A block of data:
+++++

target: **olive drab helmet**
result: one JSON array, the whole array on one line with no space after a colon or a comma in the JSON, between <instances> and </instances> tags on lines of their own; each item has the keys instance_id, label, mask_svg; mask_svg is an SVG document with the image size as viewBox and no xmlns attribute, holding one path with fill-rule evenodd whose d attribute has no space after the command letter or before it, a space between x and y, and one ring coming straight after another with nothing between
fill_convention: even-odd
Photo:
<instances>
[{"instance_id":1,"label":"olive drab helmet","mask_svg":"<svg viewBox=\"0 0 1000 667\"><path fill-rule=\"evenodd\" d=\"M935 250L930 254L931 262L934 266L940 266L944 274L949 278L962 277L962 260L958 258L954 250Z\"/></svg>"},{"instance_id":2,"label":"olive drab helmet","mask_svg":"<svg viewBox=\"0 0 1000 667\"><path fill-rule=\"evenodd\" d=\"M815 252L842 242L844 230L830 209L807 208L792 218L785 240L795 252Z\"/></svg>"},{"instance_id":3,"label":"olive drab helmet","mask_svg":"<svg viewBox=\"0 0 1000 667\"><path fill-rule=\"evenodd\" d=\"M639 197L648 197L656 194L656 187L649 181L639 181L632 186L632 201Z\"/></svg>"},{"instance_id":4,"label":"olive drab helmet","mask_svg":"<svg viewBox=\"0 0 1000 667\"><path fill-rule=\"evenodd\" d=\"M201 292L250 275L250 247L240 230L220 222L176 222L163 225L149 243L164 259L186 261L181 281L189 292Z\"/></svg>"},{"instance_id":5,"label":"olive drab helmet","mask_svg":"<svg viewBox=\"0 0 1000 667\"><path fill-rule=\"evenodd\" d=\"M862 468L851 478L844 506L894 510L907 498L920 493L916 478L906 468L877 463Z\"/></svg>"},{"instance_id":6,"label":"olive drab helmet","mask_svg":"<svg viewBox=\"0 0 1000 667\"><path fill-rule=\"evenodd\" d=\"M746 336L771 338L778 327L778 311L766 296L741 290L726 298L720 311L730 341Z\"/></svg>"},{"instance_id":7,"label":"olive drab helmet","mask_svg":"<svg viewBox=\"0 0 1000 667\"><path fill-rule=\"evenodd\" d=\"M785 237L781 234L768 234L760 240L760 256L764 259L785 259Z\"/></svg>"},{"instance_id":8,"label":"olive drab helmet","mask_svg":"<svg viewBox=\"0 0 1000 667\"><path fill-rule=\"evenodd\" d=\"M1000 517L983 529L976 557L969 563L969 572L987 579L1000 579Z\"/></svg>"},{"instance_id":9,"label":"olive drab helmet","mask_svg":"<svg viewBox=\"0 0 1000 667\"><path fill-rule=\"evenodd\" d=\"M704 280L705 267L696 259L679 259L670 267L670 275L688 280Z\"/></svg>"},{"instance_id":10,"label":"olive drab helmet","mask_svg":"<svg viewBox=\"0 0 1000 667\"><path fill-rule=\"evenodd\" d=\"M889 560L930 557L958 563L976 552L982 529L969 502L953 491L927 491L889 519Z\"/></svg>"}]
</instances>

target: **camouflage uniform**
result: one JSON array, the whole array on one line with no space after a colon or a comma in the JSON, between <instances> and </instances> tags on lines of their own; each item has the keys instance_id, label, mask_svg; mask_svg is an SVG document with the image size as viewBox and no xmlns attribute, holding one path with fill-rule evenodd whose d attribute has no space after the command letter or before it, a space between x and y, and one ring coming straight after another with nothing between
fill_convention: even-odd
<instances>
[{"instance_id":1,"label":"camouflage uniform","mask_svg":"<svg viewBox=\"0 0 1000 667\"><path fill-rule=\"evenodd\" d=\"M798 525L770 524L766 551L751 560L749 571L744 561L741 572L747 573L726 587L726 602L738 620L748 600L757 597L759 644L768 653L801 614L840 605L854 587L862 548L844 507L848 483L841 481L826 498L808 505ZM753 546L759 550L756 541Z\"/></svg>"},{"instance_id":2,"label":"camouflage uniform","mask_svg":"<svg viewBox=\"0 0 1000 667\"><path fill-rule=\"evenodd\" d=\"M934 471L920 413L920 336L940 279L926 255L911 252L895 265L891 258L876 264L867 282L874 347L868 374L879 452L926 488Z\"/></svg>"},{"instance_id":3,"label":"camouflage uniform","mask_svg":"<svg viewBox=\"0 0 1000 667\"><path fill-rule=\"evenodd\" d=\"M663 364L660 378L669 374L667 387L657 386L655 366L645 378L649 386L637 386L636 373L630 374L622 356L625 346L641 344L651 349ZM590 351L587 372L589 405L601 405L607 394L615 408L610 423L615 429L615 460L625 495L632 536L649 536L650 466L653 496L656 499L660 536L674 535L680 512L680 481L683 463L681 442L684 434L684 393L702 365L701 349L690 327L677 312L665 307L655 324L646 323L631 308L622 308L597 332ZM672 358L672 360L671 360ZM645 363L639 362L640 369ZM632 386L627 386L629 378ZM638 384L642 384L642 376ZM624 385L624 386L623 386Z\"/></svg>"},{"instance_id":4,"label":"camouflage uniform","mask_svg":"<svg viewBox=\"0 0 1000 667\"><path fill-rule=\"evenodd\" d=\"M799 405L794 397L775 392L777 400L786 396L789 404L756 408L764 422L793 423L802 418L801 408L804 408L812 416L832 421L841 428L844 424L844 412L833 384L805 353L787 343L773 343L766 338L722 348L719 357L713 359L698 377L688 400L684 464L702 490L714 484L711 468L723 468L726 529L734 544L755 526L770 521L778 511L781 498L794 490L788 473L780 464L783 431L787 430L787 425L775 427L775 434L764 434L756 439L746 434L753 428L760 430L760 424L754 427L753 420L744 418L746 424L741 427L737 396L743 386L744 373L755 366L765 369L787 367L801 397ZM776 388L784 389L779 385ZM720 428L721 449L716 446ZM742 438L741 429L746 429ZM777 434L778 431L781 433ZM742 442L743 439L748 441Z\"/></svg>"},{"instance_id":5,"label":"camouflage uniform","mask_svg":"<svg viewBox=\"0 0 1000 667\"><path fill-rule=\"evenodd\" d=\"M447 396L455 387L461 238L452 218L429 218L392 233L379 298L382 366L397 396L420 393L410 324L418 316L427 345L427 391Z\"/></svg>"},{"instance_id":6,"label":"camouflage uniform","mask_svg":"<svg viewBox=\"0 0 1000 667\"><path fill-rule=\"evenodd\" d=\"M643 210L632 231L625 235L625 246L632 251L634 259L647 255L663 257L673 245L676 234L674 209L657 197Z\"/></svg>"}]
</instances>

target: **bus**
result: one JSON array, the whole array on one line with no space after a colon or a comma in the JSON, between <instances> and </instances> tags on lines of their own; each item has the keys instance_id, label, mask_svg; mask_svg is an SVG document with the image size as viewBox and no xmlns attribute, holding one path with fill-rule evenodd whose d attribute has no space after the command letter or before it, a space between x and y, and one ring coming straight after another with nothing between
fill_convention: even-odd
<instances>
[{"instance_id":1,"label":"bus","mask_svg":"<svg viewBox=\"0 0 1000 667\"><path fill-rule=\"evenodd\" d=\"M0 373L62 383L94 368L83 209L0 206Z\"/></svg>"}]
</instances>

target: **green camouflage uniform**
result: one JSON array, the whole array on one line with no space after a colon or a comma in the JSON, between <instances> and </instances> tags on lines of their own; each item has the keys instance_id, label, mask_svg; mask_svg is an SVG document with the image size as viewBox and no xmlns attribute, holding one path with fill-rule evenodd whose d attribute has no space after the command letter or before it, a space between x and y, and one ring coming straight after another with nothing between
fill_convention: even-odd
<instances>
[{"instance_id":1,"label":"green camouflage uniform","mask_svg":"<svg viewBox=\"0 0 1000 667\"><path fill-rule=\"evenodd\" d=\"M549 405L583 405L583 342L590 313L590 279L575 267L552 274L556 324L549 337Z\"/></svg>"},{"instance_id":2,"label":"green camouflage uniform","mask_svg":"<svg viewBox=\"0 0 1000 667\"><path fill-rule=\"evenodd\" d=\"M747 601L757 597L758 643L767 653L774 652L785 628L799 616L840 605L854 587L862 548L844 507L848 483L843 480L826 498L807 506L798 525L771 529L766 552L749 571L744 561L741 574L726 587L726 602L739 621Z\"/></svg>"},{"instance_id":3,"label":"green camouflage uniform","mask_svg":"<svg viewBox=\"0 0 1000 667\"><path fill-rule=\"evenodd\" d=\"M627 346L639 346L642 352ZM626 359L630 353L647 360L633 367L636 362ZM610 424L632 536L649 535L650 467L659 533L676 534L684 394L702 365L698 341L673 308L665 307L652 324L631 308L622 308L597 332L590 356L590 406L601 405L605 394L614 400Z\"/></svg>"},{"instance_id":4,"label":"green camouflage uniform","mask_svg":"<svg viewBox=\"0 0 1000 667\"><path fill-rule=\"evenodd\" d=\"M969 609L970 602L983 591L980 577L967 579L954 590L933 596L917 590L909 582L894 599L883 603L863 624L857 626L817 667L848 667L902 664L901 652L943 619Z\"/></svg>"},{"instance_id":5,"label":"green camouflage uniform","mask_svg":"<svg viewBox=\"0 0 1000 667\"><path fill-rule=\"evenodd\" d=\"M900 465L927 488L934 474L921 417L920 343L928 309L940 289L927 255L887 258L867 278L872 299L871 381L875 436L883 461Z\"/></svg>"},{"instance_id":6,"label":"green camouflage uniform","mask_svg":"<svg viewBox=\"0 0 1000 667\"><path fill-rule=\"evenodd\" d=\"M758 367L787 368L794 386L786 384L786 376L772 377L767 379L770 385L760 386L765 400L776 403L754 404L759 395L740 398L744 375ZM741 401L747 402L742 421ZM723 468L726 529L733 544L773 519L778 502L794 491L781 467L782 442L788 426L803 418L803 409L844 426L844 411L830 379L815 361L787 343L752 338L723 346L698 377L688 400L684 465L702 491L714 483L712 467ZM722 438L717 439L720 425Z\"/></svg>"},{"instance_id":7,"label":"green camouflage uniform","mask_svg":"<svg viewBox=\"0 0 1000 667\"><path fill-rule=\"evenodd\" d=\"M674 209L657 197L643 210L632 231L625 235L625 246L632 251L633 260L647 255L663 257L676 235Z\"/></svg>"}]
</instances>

+++++

* [Task brief]
Can you gather every line above that contains the string "target"?

* [The response]
target: **olive drab helmet**
target: **camouflage uniform**
target: **bus**
target: **green camouflage uniform**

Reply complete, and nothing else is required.